*** Block opens ***

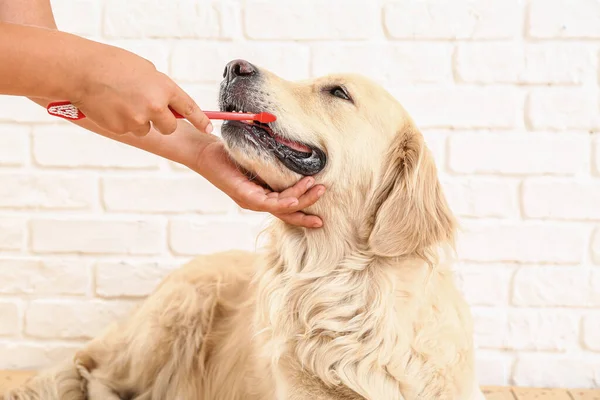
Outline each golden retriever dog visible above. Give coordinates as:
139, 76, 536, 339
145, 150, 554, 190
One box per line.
3, 60, 485, 400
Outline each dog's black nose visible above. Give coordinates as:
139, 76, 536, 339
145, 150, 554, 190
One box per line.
223, 59, 257, 80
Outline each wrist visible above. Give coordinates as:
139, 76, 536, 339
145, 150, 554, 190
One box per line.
181, 125, 219, 173
58, 34, 102, 101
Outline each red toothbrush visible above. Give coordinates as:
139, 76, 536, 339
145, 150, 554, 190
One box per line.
46, 101, 277, 124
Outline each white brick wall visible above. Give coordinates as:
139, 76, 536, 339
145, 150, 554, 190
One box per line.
0, 0, 598, 389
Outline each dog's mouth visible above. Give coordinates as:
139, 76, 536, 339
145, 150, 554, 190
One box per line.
220, 103, 327, 176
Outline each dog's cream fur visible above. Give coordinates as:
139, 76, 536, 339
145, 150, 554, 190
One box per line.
3, 65, 484, 400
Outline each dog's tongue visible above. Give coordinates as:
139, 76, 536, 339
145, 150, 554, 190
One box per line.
274, 135, 311, 153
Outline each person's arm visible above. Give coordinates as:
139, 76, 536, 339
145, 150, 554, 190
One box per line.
0, 0, 57, 28
0, 21, 211, 135
1, 0, 325, 227
0, 22, 89, 100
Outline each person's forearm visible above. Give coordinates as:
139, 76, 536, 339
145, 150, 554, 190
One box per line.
2, 0, 213, 171
0, 0, 57, 28
0, 22, 100, 99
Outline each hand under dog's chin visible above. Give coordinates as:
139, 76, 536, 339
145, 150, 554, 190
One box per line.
227, 147, 302, 192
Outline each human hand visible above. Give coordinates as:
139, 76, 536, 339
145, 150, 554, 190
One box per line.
193, 138, 325, 228
70, 41, 211, 136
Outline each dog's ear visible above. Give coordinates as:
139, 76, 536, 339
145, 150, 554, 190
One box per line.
366, 124, 456, 260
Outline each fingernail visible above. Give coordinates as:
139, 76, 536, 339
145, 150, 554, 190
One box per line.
317, 187, 325, 197
313, 220, 323, 228
205, 123, 213, 134
305, 178, 315, 190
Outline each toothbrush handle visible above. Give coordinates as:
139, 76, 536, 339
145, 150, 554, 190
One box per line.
46, 101, 274, 123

*** Block closes ***

Task. A single number is the answer here: how many lines above carry the string "toothbrush"?

Written response. 2